### What the task asks
Count the lines in the records that contain the word "building", and reply with only that number.

### Records supplied
= = = = = = =
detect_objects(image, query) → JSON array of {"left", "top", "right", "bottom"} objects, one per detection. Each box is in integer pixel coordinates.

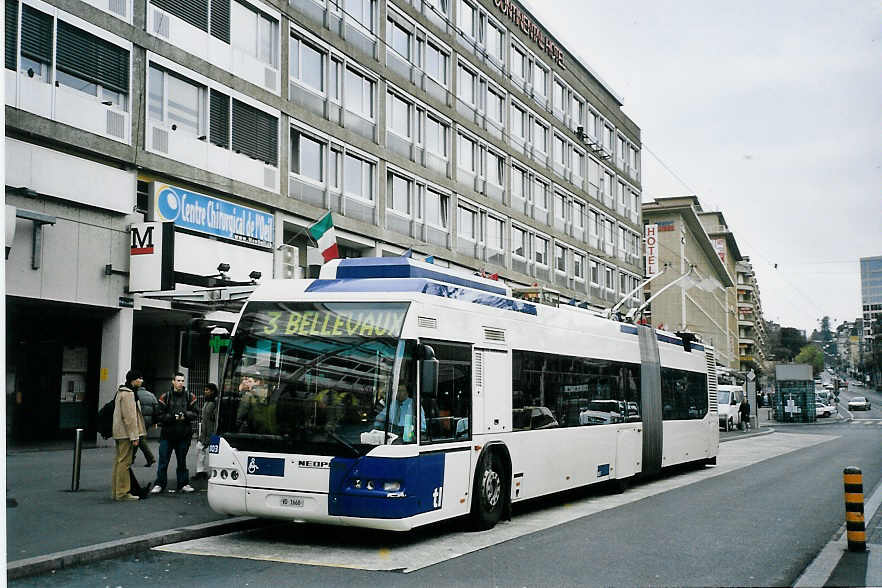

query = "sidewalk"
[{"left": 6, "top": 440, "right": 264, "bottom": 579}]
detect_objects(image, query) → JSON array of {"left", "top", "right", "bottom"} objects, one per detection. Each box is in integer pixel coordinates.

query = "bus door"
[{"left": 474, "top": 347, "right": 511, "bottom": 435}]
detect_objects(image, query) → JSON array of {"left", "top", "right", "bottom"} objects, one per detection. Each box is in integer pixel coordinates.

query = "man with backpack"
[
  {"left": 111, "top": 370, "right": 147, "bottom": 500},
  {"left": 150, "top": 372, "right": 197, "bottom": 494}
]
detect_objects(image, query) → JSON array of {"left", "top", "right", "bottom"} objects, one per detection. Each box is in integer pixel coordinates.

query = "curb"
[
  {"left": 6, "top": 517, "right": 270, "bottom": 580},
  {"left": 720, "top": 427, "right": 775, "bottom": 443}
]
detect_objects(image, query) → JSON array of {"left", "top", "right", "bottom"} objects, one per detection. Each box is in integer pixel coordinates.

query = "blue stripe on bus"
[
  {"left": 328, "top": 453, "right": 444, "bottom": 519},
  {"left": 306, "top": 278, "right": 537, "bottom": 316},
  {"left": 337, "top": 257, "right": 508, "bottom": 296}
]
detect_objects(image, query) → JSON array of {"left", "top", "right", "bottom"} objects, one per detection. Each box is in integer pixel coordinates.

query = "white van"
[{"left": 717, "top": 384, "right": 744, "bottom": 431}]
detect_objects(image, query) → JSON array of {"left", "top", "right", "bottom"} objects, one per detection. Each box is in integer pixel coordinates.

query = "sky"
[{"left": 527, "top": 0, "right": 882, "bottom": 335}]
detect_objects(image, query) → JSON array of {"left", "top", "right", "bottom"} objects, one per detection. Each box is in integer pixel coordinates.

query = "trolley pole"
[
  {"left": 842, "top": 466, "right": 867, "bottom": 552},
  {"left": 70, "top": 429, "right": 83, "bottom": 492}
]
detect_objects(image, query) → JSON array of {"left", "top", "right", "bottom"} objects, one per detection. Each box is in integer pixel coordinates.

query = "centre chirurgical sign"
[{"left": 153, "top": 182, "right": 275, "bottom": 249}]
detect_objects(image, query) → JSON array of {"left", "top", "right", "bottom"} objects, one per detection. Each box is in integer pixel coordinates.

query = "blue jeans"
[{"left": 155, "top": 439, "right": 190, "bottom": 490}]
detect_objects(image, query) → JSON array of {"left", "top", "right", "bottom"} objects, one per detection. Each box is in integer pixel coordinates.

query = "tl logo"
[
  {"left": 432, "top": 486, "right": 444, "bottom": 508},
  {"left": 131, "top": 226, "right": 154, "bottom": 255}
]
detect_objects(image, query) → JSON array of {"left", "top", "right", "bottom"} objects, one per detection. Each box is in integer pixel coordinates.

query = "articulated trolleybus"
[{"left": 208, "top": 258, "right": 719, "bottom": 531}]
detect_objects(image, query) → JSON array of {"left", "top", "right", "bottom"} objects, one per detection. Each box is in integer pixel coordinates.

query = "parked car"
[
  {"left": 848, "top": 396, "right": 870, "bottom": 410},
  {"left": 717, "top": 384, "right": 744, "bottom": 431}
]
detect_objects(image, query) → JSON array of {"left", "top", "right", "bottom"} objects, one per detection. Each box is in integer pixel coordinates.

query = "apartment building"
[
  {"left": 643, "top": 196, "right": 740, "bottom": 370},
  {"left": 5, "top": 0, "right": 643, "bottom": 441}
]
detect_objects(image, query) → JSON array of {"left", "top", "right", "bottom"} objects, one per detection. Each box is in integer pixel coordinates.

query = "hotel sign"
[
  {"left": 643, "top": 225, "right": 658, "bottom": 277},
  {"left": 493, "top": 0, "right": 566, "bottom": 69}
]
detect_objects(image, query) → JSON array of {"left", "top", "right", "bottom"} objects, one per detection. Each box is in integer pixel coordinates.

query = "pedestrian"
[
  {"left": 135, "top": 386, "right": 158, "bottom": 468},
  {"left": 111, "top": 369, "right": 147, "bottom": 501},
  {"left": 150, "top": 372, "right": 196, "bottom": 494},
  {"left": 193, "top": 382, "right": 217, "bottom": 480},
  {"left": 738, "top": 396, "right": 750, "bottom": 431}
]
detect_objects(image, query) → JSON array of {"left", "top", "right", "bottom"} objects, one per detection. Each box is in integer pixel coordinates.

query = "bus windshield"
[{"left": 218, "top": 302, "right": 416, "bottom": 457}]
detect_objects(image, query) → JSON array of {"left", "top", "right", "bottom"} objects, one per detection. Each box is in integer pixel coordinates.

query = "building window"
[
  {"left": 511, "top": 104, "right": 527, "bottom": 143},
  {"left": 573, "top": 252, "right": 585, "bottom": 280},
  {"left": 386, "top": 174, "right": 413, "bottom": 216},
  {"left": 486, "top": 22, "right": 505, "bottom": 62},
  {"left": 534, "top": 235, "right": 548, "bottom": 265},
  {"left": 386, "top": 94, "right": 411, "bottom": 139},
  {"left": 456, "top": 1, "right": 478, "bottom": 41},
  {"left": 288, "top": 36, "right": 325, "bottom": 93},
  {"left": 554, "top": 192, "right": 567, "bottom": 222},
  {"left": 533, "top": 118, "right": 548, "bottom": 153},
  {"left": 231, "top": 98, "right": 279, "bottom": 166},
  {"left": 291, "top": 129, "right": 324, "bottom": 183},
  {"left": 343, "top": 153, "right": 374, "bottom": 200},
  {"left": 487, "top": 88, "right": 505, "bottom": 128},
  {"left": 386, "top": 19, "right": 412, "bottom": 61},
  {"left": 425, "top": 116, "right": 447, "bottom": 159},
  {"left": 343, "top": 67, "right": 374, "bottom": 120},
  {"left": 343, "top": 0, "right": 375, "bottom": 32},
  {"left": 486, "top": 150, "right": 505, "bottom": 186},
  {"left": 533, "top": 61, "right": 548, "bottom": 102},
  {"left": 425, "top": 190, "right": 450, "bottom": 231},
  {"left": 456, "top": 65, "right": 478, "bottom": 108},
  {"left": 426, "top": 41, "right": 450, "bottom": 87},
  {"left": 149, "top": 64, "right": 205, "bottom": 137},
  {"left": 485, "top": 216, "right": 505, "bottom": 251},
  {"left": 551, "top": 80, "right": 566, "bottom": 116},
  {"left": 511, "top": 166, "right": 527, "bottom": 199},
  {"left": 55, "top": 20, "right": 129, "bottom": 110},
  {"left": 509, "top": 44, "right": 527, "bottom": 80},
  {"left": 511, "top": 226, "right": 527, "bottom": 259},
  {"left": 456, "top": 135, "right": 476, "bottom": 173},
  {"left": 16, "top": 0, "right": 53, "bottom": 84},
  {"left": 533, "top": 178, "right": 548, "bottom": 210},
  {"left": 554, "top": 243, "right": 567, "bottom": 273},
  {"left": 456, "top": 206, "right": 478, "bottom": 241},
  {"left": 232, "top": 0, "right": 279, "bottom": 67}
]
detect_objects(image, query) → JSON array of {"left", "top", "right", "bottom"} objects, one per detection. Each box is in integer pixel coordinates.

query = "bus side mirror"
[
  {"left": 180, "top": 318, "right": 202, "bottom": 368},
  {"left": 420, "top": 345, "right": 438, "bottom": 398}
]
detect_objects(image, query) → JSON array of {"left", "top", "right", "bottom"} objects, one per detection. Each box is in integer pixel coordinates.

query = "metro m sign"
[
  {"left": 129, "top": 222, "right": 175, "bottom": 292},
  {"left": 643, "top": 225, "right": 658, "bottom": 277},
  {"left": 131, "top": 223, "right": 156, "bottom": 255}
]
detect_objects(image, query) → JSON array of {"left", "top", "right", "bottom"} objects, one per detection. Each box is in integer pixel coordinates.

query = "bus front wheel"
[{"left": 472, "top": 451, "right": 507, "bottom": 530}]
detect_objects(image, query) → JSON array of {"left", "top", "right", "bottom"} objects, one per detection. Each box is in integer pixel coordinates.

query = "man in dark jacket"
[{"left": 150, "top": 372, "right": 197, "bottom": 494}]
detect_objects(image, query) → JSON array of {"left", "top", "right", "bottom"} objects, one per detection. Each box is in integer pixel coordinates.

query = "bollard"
= = = = = = =
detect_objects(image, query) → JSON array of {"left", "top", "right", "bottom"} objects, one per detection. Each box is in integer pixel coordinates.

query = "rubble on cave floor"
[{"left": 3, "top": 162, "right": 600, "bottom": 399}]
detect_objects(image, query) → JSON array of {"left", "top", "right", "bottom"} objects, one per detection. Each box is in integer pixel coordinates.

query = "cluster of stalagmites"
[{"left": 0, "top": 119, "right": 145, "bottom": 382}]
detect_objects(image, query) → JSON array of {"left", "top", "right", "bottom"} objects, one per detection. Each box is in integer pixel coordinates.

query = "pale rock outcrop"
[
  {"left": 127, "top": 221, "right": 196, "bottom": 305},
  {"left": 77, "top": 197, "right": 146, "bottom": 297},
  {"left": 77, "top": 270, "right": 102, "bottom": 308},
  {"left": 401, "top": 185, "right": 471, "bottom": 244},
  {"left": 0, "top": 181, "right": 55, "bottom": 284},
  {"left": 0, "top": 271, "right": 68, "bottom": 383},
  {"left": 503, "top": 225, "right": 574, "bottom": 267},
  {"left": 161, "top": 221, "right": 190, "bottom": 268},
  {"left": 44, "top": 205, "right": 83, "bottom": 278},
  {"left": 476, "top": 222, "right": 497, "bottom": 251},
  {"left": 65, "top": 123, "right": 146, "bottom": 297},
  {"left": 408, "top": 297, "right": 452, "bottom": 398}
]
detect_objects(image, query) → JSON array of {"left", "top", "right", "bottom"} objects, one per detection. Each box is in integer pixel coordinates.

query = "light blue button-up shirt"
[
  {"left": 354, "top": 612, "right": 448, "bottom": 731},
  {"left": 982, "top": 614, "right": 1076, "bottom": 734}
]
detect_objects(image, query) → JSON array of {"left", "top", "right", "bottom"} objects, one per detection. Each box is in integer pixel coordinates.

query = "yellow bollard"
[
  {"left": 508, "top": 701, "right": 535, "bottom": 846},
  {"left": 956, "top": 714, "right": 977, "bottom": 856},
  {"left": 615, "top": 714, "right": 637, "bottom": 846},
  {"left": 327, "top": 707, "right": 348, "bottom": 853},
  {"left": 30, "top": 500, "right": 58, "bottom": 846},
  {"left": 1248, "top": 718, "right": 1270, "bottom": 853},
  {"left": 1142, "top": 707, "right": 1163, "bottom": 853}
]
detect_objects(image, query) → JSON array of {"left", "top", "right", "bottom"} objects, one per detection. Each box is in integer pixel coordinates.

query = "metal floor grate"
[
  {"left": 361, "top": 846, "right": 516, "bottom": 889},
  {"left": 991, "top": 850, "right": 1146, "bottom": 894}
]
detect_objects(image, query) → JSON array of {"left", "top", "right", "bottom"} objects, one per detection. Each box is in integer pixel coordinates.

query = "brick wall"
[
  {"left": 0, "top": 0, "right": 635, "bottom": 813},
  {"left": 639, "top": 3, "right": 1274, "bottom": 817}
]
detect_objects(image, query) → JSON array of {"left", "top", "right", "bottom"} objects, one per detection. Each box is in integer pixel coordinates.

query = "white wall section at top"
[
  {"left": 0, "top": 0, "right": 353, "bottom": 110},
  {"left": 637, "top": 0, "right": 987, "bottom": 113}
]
= = = = = = =
### Finished task
2